**Problem statement**
Look through the entries below and count the lines with "utensil" in them; the reply is the number alone.

"""

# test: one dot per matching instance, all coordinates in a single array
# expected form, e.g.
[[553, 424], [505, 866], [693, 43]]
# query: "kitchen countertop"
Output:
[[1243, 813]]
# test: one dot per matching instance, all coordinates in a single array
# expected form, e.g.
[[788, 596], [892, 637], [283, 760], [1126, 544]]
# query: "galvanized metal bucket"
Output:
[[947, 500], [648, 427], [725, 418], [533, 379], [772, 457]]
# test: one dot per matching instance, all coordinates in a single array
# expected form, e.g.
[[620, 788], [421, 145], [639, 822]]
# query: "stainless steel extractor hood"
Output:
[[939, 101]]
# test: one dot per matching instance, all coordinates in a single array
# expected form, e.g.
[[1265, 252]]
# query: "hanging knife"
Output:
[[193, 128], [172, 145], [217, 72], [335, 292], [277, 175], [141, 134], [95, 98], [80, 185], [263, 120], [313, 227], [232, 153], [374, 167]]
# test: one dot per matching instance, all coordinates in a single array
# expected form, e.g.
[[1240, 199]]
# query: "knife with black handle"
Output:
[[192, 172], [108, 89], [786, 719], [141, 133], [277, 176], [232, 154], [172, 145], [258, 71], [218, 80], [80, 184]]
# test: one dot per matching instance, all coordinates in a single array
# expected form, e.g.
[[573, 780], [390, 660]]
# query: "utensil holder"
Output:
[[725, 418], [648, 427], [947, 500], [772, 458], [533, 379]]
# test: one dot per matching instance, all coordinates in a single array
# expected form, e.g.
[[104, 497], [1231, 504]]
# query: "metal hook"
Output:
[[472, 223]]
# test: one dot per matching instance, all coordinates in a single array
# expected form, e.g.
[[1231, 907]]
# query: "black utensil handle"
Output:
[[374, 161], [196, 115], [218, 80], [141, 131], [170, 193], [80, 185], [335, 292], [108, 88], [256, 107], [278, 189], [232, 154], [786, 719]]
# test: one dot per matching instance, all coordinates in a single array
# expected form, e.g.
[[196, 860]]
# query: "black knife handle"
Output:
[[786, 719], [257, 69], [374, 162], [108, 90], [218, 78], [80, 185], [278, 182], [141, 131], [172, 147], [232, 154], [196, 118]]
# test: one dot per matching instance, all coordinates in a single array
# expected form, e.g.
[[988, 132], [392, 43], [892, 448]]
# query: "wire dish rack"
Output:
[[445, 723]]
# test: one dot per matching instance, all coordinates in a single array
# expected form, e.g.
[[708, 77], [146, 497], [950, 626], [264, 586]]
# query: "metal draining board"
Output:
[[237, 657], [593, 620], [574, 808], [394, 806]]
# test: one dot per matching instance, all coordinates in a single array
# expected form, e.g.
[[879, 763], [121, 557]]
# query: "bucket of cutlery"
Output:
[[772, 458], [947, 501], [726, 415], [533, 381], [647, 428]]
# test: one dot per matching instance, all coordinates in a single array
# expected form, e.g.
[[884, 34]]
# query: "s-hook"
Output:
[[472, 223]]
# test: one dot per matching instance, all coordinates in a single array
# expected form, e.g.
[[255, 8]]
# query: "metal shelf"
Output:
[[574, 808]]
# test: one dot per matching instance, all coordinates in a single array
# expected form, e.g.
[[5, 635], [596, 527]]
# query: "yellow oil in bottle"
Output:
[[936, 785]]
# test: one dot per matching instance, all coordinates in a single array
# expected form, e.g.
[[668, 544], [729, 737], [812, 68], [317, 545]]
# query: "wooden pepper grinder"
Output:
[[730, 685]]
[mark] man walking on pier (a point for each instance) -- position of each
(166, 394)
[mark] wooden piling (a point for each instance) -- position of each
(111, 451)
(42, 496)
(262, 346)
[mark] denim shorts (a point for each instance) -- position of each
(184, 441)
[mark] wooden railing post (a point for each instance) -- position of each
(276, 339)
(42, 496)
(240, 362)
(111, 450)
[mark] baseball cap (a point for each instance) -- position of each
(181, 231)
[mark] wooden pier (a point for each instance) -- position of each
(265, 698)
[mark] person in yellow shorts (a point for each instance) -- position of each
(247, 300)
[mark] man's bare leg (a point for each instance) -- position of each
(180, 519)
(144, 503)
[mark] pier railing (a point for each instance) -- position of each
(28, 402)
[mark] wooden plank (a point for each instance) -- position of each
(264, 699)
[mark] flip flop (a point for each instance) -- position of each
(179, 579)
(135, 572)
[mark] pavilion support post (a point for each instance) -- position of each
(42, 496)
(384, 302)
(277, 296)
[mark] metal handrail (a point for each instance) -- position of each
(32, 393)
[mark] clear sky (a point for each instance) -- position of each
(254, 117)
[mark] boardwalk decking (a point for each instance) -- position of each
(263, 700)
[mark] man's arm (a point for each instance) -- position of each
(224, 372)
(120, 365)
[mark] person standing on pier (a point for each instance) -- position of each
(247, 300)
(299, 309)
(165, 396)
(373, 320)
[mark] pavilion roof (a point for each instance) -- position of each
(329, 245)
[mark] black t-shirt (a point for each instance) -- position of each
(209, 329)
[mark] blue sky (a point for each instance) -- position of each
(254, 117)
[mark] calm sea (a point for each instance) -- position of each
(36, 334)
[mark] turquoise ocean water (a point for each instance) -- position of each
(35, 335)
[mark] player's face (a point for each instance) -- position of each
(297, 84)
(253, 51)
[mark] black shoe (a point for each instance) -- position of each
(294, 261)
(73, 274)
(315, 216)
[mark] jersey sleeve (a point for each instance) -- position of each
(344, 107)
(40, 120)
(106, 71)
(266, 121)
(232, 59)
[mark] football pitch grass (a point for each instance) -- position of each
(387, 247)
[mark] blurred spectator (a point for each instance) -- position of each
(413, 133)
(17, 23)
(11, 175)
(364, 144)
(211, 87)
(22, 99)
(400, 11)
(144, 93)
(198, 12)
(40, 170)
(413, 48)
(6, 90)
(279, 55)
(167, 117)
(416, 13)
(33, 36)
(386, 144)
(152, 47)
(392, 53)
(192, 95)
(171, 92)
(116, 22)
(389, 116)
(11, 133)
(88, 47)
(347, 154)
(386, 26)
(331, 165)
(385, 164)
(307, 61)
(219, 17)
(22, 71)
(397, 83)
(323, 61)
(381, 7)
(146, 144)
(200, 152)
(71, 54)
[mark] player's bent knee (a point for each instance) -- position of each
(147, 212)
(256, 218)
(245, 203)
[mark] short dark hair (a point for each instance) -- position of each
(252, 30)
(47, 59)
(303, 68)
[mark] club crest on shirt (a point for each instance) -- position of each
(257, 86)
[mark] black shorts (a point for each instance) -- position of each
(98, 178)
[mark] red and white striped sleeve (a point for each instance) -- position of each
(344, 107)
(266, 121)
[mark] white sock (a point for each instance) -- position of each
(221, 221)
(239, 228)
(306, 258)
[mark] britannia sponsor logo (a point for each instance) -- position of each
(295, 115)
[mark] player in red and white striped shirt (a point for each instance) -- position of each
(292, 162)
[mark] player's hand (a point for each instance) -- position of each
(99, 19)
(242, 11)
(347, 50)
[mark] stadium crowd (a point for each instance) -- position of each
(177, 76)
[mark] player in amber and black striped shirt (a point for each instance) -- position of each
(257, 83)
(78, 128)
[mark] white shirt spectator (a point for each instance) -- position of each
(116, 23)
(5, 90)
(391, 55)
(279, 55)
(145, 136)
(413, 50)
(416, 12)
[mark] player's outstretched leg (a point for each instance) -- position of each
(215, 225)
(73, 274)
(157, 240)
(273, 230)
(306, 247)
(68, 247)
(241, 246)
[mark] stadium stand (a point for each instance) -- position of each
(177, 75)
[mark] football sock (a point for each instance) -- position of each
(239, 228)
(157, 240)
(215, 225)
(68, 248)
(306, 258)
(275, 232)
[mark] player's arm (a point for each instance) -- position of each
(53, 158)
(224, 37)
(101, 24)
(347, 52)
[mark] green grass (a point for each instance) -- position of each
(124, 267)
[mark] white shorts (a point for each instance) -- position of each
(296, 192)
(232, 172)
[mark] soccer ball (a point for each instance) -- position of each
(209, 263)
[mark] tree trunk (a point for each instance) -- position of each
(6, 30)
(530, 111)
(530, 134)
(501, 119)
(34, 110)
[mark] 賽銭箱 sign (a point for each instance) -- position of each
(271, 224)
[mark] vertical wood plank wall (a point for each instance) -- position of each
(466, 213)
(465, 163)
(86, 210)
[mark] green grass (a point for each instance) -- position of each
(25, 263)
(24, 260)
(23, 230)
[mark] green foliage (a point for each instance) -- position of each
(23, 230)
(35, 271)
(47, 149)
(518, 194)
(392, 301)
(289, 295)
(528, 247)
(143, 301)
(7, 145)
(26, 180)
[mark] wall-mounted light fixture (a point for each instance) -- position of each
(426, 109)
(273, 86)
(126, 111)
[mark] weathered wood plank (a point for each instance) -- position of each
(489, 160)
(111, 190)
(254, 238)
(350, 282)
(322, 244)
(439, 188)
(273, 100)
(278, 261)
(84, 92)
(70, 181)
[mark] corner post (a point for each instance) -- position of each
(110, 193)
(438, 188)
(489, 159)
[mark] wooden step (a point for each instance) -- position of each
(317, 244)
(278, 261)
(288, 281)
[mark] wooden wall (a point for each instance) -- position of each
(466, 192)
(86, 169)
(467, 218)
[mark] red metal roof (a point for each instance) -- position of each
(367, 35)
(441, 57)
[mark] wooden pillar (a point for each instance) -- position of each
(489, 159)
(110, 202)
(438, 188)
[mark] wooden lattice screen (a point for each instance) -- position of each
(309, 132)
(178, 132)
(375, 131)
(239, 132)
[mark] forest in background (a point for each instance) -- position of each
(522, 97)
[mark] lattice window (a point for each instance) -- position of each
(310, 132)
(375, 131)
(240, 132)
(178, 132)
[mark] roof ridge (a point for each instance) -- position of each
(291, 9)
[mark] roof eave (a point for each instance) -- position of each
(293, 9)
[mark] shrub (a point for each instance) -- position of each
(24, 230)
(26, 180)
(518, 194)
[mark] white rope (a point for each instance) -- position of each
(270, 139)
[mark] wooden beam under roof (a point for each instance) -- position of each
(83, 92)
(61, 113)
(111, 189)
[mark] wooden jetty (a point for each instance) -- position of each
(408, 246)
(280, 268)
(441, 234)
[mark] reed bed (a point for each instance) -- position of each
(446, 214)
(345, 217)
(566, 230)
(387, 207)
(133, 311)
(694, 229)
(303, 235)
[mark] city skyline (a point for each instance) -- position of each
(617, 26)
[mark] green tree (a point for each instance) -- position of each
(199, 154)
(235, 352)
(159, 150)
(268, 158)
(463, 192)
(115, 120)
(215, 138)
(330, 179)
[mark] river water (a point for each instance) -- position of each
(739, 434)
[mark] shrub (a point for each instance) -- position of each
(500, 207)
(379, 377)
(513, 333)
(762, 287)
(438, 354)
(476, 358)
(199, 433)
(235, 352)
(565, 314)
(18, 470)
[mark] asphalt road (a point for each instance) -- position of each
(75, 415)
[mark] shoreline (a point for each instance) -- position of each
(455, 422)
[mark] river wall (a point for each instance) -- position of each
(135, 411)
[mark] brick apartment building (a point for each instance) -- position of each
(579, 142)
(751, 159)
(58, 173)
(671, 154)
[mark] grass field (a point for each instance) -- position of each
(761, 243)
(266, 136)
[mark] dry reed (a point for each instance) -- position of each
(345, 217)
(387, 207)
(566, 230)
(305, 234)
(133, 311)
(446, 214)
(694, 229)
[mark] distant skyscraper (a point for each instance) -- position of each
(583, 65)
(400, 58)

"""

**Your response**
2